• [Consigne 1]
D'après le texte sur Stratis Tsirkas, combien d'années l'écrivain a-t-il vécu en Égypte ?

• [Texte fourni]
· · ·

Articles tagués : pacha

Stratis Tsirkas, L’homme du Nil

Yánnis Chatziandréas (ou Hadjiandra), dit Stratis Tsirkas (Takis dans la première nouvelle), est un Grec d’Alexandrie en Égypte, pays où il a vécu cinquante ans. Ces cinq nouvelles sont donc un aspect doublement décalé de l’Égypte. Quiconque y va en voyage et s’intéresse au pays, ne peut qu’être surpris par le décalage historique et par le décalage colonial en l’espace d’une seule vie.

L’Égypte évoquée par Tsirkas reste en effet celle du delta et de la colonie grecque, expulsée par Nasser au début des années soixante, comme les Juifs d’ailleurs. Le cosmopolitisme y a été éradiqué, arabité oblige, bien avant le rigorisme islamique porté depuis Le Caire par les Frères musulmans.

Le quartier d’Alana à Alexandrie, évoqué dans Le vert paradis, est hors du temps et de l’espace. C’est le quartier de l’enfance, les jeux entre garçons et les baisers et attouchement à l’âge requis de la seule fille, surnommée « Merde d’Anglais » parce que son père – grec émigré en Égypte comme les autres – a fait affaire avec un colonel britannique d’occupation pour récolter et vendre de l’engrais humain pour les cultures en plein essor du fait de la guerre. La fillette est rejetée dans les jeux, ostracisée socialement par le métier de son père. Mais elle accueille en secret chaque soir un garçon pour l’embrasser et lui laisser faire ce qu’il veut. L’auteur la retrouve vingt ans plus tard, tout aussi folle de son corps et dépendante des hommes. Nostalgie.

Le bateleur est le récit d’un baladin avec âne et chien savant, misérable petit peuple qui amuse le petit peuple misérable, avant d’offrir un spectacle gratuit aux otages politiques déportés d’Athènes qui attendant la nuit en train. C’est généreux et touchant.

Chemins difficiles est l’exploitation par amour d’une maquerelle boiteuse par un fils de famille grecque égoïste nommé Stephanos. Elle lui donne un tiers de sa dot pour qu’il le dépense à son gré. Il arrose sa famille, mais celle-ci n’en sait pas gré à la donatrice, socialement mise à l’écart. Pas question de religion, ni même peut-être de morale, mais de qu’en-dira-t-on : le degré zéro du conformisme.

· · ·

• [Consigne 2]
Recopiez sans rien changer la partie du listing qui commence à la ligne contenant « Target: flowing water » et se poursuit jusqu'à la fin du listing, ces deux bornes comprises.

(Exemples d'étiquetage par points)
· · ·

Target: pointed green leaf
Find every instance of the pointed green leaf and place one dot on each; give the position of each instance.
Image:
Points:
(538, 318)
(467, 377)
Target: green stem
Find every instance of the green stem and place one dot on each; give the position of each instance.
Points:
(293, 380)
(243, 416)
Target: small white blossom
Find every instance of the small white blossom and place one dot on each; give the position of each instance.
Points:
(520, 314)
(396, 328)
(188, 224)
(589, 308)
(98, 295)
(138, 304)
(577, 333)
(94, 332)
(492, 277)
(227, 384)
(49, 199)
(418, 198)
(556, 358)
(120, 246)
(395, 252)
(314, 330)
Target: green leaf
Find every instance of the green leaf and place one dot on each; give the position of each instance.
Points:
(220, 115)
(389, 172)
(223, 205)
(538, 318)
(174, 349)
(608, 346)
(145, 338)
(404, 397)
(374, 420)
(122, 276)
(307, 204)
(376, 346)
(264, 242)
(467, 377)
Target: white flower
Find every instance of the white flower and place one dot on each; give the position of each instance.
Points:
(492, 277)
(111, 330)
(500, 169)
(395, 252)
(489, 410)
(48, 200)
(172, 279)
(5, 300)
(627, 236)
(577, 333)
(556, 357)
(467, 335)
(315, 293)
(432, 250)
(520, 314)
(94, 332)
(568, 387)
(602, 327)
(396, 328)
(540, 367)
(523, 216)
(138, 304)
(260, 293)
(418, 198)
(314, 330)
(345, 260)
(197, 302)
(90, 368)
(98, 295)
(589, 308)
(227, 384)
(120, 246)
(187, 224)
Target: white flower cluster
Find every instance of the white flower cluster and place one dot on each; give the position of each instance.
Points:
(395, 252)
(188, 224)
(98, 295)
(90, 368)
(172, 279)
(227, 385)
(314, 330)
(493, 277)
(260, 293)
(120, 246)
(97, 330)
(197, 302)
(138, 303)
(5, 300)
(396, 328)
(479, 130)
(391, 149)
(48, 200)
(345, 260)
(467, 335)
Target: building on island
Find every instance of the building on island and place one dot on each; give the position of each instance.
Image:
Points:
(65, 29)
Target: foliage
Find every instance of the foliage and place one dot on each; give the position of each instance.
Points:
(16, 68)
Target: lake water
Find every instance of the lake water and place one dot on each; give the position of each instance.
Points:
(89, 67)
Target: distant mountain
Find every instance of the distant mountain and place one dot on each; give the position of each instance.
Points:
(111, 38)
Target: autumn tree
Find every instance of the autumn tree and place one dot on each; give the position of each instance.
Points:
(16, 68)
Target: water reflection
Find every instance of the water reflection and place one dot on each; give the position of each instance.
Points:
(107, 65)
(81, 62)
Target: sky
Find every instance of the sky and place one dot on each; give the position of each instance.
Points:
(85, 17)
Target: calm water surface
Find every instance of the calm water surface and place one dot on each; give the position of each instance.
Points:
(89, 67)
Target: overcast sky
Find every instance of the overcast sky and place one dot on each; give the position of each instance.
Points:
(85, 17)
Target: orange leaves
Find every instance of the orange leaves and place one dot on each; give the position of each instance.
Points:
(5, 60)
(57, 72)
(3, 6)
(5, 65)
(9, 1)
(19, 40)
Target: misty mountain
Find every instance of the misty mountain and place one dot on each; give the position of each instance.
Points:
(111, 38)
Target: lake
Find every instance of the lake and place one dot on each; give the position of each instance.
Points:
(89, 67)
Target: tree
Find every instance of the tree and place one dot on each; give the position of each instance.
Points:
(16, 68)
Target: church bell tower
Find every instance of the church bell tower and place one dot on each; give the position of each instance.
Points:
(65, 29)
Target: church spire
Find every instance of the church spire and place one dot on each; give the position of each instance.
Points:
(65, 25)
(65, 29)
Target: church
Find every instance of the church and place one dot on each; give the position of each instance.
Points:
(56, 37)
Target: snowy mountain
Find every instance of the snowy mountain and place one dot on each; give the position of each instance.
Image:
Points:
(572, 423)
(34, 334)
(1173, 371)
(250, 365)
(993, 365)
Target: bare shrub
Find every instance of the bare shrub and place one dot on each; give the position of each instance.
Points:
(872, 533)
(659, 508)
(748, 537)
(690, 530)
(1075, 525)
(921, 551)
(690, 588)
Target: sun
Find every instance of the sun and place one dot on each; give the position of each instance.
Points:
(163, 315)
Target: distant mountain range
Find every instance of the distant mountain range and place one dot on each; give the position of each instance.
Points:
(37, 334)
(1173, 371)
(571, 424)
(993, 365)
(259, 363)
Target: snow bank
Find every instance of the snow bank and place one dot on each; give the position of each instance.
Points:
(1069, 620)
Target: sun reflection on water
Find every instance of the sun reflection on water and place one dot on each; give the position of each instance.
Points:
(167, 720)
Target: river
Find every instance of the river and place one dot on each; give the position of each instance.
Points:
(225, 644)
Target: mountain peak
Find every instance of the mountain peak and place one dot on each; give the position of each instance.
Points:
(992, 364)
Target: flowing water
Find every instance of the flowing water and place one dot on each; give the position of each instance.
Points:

· · ·

• [Réponse rédigée 1]
Cinquante ans.

• [Réponse rédigée 2]
Target: flowing water
Find every instance of the flowing water and place one dot on each; give the position of each instance.
Points:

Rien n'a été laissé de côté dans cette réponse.